• EXERCISE
Write the next few lines of the forum thread on compressing DNA sequence files, picking up after its last post.

• SELECTED PASSAGE
-*-

On the other end of the spectrum, you can be strict about the format, and not leave space for new symbols. Then to represent new things you need a new standard, and people to agree on it.
It's mostly a question of how well code can be updated and agreed upon, how strict you can require your tooling to be w.r.t. formats.
[1] See 'release.v16' in the fasta2 release at https://fasta.bioch.virginia.edu/wrpearson/fasta/fasta_versi...
[2] https://iupac.qmul.ac.uk/misc/naabb.html
CRAM compresses unmapped fastq pretty well, and can do even better with reference-based compression. If your institution is okay with it, you can see additional savings by quantizing quality scores (modern Illumina sequencers already do this for you). If you're aligning your data anyways, probably retaining just the compressed CRAM file with unmapped reads included is your best bet.
There are also other fasta/fastq specific tools like fqzcomp or MZPAQ. Last I checked, both of these could about halve the size of our fastq.gz files.
When I was shown BioPerl I was tempted to write a better, C++ version, but was overwhelmed by other university stuff and let it go.
Ultimately, Zstd is a byte-oriented compressor that doesn't understand the semantics of the data it compresses. Improvements are certainly possible if you can recognize and separate that framing to recover a contiguous view of the underlying data.
[0] https://github.com/facebook/zstd/blob/v1.5.7/lib/compress/zs...
(I am one of the maintainers of Zstd.)
I absolutely adore ZSTD, it has worked so well for me compressing json metadata for a knowledge engine.

-*-

• DATA
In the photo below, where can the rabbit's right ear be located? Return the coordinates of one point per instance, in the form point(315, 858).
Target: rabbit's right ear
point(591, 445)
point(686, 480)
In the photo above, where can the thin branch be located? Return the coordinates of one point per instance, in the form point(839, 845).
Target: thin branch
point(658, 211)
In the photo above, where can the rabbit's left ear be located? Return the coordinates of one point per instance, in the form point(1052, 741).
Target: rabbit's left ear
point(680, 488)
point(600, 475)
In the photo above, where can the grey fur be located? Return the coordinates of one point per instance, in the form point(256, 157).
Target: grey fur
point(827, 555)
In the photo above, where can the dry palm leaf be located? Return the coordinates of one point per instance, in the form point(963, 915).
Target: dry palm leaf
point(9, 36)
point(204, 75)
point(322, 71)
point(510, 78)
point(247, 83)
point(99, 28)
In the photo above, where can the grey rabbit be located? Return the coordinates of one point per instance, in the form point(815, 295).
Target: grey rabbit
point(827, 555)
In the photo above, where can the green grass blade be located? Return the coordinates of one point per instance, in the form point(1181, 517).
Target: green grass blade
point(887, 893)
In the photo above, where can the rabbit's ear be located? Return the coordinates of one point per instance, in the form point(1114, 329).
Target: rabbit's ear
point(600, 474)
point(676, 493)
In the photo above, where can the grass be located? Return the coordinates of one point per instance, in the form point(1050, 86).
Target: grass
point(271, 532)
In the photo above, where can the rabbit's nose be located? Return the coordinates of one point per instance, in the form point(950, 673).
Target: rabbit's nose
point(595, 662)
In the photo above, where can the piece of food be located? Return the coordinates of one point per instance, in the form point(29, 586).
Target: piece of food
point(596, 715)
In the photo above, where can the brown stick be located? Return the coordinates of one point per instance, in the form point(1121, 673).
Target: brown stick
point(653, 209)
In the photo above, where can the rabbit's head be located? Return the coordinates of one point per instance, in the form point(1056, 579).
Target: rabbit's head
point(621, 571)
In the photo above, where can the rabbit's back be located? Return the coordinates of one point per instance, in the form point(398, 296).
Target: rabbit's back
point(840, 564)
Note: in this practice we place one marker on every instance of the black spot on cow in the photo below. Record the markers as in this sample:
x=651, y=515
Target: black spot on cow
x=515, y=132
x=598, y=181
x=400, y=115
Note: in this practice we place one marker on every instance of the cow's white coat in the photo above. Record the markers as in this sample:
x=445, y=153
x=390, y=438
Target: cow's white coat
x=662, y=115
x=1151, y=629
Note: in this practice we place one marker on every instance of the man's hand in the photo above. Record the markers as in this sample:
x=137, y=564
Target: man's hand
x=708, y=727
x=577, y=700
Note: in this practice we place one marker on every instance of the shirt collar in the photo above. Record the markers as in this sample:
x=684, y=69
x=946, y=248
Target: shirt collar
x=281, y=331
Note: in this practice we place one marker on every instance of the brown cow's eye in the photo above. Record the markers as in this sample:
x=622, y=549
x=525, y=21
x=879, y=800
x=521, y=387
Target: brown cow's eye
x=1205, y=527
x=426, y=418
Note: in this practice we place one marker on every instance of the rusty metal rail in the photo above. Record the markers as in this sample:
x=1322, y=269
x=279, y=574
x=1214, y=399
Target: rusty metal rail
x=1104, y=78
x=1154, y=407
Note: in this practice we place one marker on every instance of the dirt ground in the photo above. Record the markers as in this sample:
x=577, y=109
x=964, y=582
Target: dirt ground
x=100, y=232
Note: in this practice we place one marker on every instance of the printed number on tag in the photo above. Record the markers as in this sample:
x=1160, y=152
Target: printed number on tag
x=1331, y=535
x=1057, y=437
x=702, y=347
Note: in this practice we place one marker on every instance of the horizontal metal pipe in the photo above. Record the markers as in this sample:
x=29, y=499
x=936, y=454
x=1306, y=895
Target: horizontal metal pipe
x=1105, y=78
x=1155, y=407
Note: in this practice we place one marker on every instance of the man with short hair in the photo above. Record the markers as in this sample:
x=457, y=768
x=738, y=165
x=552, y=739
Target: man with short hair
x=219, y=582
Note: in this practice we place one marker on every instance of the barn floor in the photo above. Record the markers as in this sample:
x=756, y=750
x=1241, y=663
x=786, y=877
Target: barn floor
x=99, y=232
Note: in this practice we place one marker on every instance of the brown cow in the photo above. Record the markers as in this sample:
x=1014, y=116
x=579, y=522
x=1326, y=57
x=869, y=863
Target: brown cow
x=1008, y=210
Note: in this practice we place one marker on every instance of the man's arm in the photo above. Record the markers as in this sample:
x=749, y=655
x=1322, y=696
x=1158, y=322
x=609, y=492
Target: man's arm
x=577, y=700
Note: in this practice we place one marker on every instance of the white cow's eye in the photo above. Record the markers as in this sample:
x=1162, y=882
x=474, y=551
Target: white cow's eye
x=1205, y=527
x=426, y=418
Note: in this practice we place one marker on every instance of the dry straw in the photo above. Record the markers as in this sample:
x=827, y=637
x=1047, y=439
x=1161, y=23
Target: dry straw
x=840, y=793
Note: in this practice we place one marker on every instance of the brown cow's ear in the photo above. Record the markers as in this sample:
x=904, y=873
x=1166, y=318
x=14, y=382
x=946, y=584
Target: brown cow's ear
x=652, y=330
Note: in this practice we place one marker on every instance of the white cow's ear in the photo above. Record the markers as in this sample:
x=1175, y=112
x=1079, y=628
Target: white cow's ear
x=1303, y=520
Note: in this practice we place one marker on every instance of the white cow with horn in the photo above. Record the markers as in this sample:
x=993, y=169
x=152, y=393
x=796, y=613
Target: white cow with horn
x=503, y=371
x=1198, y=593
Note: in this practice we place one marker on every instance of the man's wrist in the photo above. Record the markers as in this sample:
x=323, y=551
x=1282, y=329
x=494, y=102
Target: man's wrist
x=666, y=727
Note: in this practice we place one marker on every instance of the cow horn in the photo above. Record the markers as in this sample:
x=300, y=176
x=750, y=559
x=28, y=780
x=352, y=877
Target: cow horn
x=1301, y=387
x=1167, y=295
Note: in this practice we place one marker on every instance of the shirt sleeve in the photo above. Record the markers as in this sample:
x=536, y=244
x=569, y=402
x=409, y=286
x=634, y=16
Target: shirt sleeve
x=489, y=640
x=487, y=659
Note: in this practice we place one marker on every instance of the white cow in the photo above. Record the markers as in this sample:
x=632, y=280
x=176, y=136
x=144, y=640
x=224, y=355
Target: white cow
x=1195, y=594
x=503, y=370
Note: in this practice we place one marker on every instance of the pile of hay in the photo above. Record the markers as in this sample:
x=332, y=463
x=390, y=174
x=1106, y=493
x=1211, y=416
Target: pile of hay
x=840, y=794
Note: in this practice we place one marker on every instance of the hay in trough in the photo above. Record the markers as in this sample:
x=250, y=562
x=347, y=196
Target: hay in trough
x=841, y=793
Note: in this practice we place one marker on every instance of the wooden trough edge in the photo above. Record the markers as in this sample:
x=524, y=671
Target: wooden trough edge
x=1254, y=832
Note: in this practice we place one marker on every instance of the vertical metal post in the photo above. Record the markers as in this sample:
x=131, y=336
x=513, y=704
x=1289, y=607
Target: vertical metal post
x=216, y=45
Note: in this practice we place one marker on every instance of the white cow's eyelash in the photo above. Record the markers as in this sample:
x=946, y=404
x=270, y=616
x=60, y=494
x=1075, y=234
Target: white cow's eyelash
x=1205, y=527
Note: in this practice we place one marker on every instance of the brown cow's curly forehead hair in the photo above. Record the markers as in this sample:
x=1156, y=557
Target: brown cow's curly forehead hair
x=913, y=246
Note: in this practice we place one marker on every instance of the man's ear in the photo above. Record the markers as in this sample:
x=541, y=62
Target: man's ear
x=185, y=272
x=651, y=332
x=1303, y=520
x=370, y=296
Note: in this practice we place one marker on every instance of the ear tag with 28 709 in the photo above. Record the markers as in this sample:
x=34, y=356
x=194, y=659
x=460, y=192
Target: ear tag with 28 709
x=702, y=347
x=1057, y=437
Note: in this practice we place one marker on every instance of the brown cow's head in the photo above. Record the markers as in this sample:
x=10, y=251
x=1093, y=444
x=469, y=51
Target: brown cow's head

-*-

• RESPONSE TO THIS EXERCISE
The first stage of Zstd does LZ77 matching, which transforms the input into "sequences", a series of instructions each of which describes some literals and one match. The literals component of the instruction says "the next L bytes of the message are these L bytes". The match component says "the next M bytes of the input are the M bytes N bytes ago".
If you want to construct a match between two strings that differ by one character, rather than saying "the next N bytes are the N bytes M bytes ago except for this one byte here which is X instead", Zstd just breaks it up into two sequences, the first part of the match, and then a single literal byte describing the changed byte, and then the rest of the match, which is described as being at offset 0. The encoding rules for Zstd define offset 0 to mean "the previously used match offset". This isn't as powerful as a Levenshtein edit, but it's a reasonable approximation.
The big advantage of this approach is that it doesn't require much additional machinery on the encoder or decoder, and thus remains very fast. Whereas implementing a whole edit description state machine would (I think) slow down decompression and especially compression enormously.
[0] https://datatracker.ietf.org/doc/html/rfc8878#name-repeat-of...
What lessons can we take from this?
Endogenous retroviruses [1] are interesting bits of genetics that helps link together related species. A virus will inject a bit of it's genetics into the host which can effectively permanently scar the host's DNA and all their offspring's DNA.
[1] https://en.wikipedia.org/wiki/Endogenous_retrovirus
I thought I'd raise yesterday's HN discussion on 'The unreasonable effectiveness of modern sort algorithms' https://news.ycombinator.com/item?id=45208828
That blog post isn't about DNA per se, but it is about sorting data when you know there are only 4 numbers. I guess DNA has 5 - A,T,G,C,N the unknown base - but there's a huge space of DNA-specific compression research that outperforms ZSTD.
If the linefeeds were treated as semantic characters and not allowed to break the hash size, you would get similar results without pre-filtering and post-filtering. It occurs to me that this strategy is so obvious that there must be some reason it won't work.